◆ **AIM**
Set down the material below in full, matching it exactly.
-- START OF DATA --
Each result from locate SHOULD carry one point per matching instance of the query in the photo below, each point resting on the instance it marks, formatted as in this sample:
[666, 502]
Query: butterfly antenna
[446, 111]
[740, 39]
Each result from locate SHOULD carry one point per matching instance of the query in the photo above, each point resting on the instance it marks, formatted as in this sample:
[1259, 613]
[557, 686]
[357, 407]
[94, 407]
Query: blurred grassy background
-- END OF DATA --
◆ **TASK RESULT**
Each result from locate SHOULD carry one point per matching instance of the query in the photo below, each point resting on the instance it marks, formatted as in this sample:
[666, 502]
Query: butterfly antenna
[446, 111]
[740, 39]
Each result from locate SHOULD carry one point per matching instance of the query in the photo above, each point resting on the instance it marks, formatted as in this sample:
[1259, 613]
[557, 686]
[357, 407]
[94, 407]
Query: blurred grassy background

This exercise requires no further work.